-- Data under study follows --

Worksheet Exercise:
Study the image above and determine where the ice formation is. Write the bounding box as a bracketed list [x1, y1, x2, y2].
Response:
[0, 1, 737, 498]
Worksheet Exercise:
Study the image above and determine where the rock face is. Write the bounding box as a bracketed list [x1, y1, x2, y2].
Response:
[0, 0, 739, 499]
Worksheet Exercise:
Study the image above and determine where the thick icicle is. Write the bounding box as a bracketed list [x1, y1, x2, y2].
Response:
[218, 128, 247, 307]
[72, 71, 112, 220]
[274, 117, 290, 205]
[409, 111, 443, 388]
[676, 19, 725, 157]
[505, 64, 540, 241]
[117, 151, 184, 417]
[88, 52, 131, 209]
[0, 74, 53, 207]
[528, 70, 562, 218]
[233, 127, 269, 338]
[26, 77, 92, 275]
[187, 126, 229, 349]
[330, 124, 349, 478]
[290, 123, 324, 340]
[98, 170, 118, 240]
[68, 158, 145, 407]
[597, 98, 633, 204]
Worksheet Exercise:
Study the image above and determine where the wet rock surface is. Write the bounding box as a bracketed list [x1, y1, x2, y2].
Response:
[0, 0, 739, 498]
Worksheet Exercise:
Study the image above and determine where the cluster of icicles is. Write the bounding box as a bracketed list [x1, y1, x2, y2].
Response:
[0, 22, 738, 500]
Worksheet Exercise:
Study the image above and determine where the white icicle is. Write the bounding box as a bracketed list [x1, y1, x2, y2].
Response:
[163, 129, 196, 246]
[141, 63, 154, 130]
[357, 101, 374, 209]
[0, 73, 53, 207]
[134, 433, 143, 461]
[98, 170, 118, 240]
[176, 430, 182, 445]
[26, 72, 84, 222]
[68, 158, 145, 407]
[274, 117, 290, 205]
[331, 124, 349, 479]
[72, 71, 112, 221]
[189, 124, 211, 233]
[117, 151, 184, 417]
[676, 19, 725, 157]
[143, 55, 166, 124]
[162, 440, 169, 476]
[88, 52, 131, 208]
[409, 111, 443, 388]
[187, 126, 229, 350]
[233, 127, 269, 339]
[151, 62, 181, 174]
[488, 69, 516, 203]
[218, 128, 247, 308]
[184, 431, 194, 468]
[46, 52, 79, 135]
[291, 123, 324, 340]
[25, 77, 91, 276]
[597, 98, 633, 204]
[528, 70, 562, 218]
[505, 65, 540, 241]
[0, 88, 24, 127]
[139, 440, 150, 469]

-- Data under study concluded --

§ **Assignment**
In the listing, count every line holding the word "rock"; answer with the count alone.

§ **Task answer**
2